## Exercise brief
The expected result is the full listing, retyped exactly, without a single picture.

## Supplied data
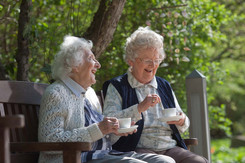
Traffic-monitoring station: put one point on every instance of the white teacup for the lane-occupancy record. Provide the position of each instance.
(124, 122)
(169, 112)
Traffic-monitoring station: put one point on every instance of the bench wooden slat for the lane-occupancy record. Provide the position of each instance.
(21, 97)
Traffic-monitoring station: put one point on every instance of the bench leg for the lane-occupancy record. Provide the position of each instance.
(71, 156)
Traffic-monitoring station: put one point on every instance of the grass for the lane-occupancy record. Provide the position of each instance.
(222, 153)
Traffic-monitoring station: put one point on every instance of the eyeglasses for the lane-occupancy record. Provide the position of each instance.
(149, 61)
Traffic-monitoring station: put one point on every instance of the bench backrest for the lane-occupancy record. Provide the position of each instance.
(20, 97)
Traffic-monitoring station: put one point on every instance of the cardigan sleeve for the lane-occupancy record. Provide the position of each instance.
(61, 118)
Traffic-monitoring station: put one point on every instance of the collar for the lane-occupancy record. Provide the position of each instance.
(134, 83)
(73, 86)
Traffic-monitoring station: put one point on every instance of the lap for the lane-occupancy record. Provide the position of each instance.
(134, 158)
(180, 155)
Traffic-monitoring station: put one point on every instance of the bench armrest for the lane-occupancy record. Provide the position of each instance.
(71, 150)
(190, 142)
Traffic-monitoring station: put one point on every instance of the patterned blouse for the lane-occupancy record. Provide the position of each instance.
(156, 134)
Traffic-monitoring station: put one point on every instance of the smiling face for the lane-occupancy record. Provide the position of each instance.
(84, 74)
(144, 67)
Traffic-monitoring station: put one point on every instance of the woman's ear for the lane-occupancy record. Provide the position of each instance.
(131, 63)
(74, 69)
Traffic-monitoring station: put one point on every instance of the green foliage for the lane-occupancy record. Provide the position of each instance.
(222, 153)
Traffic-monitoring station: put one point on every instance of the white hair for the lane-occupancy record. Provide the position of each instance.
(143, 38)
(70, 55)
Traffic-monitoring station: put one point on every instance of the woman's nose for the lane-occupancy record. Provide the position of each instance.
(97, 64)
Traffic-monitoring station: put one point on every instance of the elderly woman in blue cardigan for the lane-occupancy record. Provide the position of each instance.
(141, 95)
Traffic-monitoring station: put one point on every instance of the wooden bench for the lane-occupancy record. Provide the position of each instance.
(20, 97)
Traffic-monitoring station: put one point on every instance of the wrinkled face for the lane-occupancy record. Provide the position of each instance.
(144, 67)
(85, 72)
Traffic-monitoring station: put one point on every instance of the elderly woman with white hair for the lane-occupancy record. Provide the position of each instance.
(70, 110)
(141, 95)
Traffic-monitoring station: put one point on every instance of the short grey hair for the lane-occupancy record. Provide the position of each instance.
(70, 55)
(143, 38)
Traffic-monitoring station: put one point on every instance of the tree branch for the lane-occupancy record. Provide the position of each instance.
(166, 7)
(104, 24)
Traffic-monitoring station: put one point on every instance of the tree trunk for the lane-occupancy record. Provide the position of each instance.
(2, 72)
(104, 25)
(22, 56)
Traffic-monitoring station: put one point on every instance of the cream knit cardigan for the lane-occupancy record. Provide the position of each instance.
(61, 119)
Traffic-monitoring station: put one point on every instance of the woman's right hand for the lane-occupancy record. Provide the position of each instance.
(108, 125)
(150, 100)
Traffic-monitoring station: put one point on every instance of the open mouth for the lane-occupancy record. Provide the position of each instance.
(93, 71)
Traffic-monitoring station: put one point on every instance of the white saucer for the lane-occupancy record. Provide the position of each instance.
(125, 130)
(174, 118)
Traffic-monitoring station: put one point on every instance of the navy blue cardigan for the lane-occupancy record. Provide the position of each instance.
(129, 98)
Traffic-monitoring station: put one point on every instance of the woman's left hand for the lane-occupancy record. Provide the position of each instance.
(179, 122)
(127, 133)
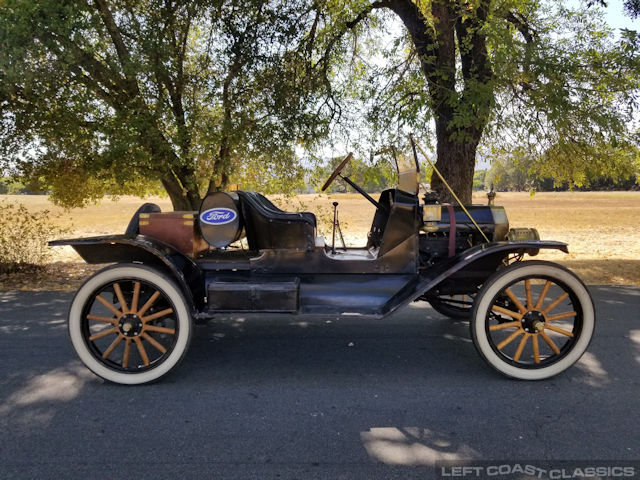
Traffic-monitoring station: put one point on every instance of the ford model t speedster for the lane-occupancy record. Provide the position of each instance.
(132, 322)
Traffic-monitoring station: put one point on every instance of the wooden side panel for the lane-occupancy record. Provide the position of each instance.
(178, 229)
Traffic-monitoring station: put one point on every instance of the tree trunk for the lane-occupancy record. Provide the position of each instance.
(438, 52)
(182, 199)
(456, 162)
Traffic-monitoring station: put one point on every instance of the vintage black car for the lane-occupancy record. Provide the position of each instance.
(132, 322)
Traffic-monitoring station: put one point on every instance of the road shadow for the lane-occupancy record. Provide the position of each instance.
(276, 397)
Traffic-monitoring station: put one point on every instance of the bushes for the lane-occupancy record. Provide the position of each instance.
(24, 236)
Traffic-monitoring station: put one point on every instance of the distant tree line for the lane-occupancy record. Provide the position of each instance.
(515, 180)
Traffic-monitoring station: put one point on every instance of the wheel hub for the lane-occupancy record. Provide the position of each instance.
(533, 321)
(130, 325)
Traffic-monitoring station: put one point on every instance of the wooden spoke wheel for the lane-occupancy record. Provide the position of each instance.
(129, 324)
(453, 306)
(532, 320)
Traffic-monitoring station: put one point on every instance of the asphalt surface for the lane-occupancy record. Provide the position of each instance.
(275, 398)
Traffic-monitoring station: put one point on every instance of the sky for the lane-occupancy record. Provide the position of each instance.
(616, 17)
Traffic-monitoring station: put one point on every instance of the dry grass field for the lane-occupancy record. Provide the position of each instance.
(601, 228)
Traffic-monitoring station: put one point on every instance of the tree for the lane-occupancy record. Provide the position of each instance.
(121, 96)
(510, 74)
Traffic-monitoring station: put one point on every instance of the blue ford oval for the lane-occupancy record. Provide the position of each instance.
(218, 216)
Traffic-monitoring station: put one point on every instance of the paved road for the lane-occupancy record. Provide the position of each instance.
(276, 398)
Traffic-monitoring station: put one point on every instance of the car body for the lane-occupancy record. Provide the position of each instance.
(132, 322)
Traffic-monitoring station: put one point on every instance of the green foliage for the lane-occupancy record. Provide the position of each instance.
(607, 167)
(554, 82)
(24, 235)
(122, 97)
(479, 180)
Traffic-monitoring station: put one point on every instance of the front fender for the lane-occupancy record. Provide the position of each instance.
(480, 262)
(145, 250)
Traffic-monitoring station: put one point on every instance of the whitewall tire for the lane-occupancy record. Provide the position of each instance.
(532, 320)
(130, 324)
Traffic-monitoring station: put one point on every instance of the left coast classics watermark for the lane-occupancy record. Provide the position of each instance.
(541, 470)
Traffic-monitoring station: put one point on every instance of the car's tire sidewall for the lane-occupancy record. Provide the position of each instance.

## Task response
Traffic-monitoring station: put one point on every instance of the white teacup for the lane-occupancy record. Provide the position of each instance.
(124, 122)
(169, 112)
Traffic-monitoring station: put one point on every instance of the bench wooden slat for the lane-occupancy record. Provide the position of each instance.
(21, 97)
Traffic-monitoring station: put one point on every instance of the bench leg for the lane-occupancy record. Provide the position of each instance.
(71, 156)
Traffic-monitoring station: put one point on every instance of the grass for the lane-occupancy record. Provide the position of each instance.
(222, 153)
Traffic-monitoring station: put one point on every instance of the eyeglasses for the lane-occupancy record. Provide the position of each instance.
(149, 61)
Traffic-monitoring station: put one point on every instance of the bench backrest for the lane-occupancy record. Provide the position of each instance.
(20, 97)
Traffic-monitoring station: put one point on every instance of the cardigan sleeve for the lane-occupancy record. Provide the position of each instance.
(61, 118)
Traffic-monitoring station: put one point on every instance of the collar for the lane-occupancy record. Provide the position of each instance.
(134, 83)
(73, 86)
Traffic-monitoring station: put one point on every instance of the lap for the lane-occupancy record. Provide the position of each instance.
(134, 158)
(180, 155)
Traffic-monitoring station: put one point on every instance of the bench armrest for the lane-occupancy record. Provide the position of each instance.
(71, 150)
(190, 142)
Traffic-monitoring station: put one point on every instance of the patterned blouse for the lane-occupancy record. Provide the position of each instance.
(156, 134)
Traffic-monitoring station: put one point on every instance of the smiling face for the lane-occupancy record. Provide the position of each instance.
(84, 74)
(144, 67)
Traffic-monitoring station: put one point on every instance of the woman's ear for the lane-occupancy record. Provide the position of each instance.
(131, 63)
(74, 69)
Traffic-monitoring station: put one point on every instance of the green foliage for the lane-occupancy record. Provide the position of each instance.
(222, 153)
Traffic-monitoring station: put one point on every instance of the white hair for the lane-occupancy record. Provide the position of each instance.
(143, 38)
(70, 55)
Traffic-monitoring station: put one point on every instance of the woman's nose for the lane-occupancy record. Provide the position of each instance.
(97, 64)
Traffic-monitoring station: put one point on every instance of the elderly woman in blue cardigan for the lane-occupancy record. Provide the position of each instance.
(141, 95)
Traffic-monitoring station: put one point on every instance of the wooden bench for the lane-occupancy record. Provide the position of each instance.
(20, 97)
Traffic-monitoring station: put one point on every instance of the wrinkled face for the lane-occupancy record. Provide the position of each instance.
(144, 67)
(85, 72)
Traffic-monitoring station: put one point on every instance of the elderly woman with white hair for the lane-occupancy record. Provide the position of each instance.
(70, 110)
(141, 95)
Traffic-monitoring station: put one point on every instance of the short grey hair for the lane-occupancy record. Provide the position of each instance.
(70, 55)
(143, 38)
Traffic-monitoring station: put one point on every instance of the tree branch for the lane-occupancy record. Provide the position of each instance.
(166, 7)
(104, 24)
Traffic-monitoring station: put one point on every instance of the tree trunk for the lane-occupancy record. Provide the position of each instance.
(2, 72)
(104, 25)
(22, 56)
Traffic-monitoring station: put one point on every instance of the cream knit cardigan for the lane-occupancy record. Provide the position of each instance.
(61, 119)
Traffic-monitoring station: put one point on every instance of the woman's right hand for the lane-occupancy record. Provide the position of each instance.
(108, 125)
(150, 100)
Traffic-monitoring station: put one point on every instance of the open mouth for the lane-occupancy record. Provide the position of each instance.
(93, 71)
Traffic-monitoring station: put one point on every instance of the white saucer for the lane-occupancy record. Provide the position of each instance.
(125, 130)
(174, 118)
Traffic-monitoring station: put one point on every instance of the navy blue cardigan for the lane-occupancy record. Provide the position of each instance.
(129, 98)
Traffic-monitoring station: put one point on every instance of the woman's left hand for the lane-occupancy record. Provide the position of each instance.
(179, 122)
(127, 133)
Traffic-monitoring station: put one point on every instance of the ford model t speedster for the lane-occupancy record. Provide the position of each instance.
(132, 322)
Traffic-monitoring station: put one point on every instance of the wooden side panel for the lane-occupancy record. Provide the position of each instance.
(178, 229)
Traffic-monitoring station: put one point on every instance of the tree trunk for the lane-occupancy record. Provide the position of each instance.
(438, 52)
(182, 199)
(456, 162)
Traffic-monitoring station: put one point on every instance of the vintage black car for the lane-occupancy record. Provide the position of each instance.
(132, 322)
Traffic-monitoring station: put one point on every instance of the road shadow for the lane-occupancy record. Provide the position of each instance.
(276, 397)
Traffic-monitoring station: put one point on every instance of the bushes for the lane-occupancy record. Provide the position of each instance.
(24, 236)
Traffic-monitoring station: put one point on every instance of the distant tree line for the lane-occupancy record. Provide the position of each instance.
(515, 180)
Traffic-monitoring station: put one point on every instance of the wheel hub for the lane-occupancy record. Provide the position of each instance.
(533, 321)
(130, 325)
Traffic-monitoring station: put one point on every instance of the wooden spoke wheel for the lane-occupancy record. Provide the position of each instance.
(129, 324)
(453, 306)
(532, 320)
Traffic-monitoring station: put one point on every instance of the asphalt surface for the lane-occupancy record. Provide the position of each instance.
(275, 398)
Traffic-monitoring station: put one point on every instance of the sky for the lane-occupancy record. Provide the position of each instance.
(616, 17)
Traffic-monitoring station: put one point on every instance of the dry grass field for the lane-occupancy record. Provide the position of each instance.
(601, 228)
Traffic-monitoring station: put one point on every instance of the tree for the lane-occupancy record. Provide the position of each instance.
(121, 96)
(510, 74)
Traffic-monitoring station: put one point on every instance of the blue ford oval for the lane-occupancy record. Provide the position of each instance.
(218, 216)
Traffic-monitoring station: put one point on every instance of the paved road for the lane-occupancy record. Provide the position of each instance.
(276, 398)
Traffic-monitoring station: put one point on every instance of the car body for the lane-occupancy record. Provide the position of each instance.
(132, 322)
Traffic-monitoring station: put one point on every instance of the green foliage for the lane-occupancy record. Provide the position of each instance.
(607, 167)
(554, 82)
(24, 235)
(122, 97)
(479, 180)
Traffic-monitoring station: put one point on every instance of the front fender for the lane-occupancy record. Provide the position of each instance.
(480, 262)
(145, 250)
Traffic-monitoring station: put one point on every instance of the whitewall tire for the lane-occupancy record. Provide the position of each instance.
(532, 320)
(130, 324)
Traffic-monitoring station: put one point on every instance of the left coast classics watermark for the lane-occupancy record. Provide the position of each instance.
(541, 470)
Traffic-monitoring station: put one point on every instance of the car's tire sidewall for the lane-occupancy record. Provide the position of each instance.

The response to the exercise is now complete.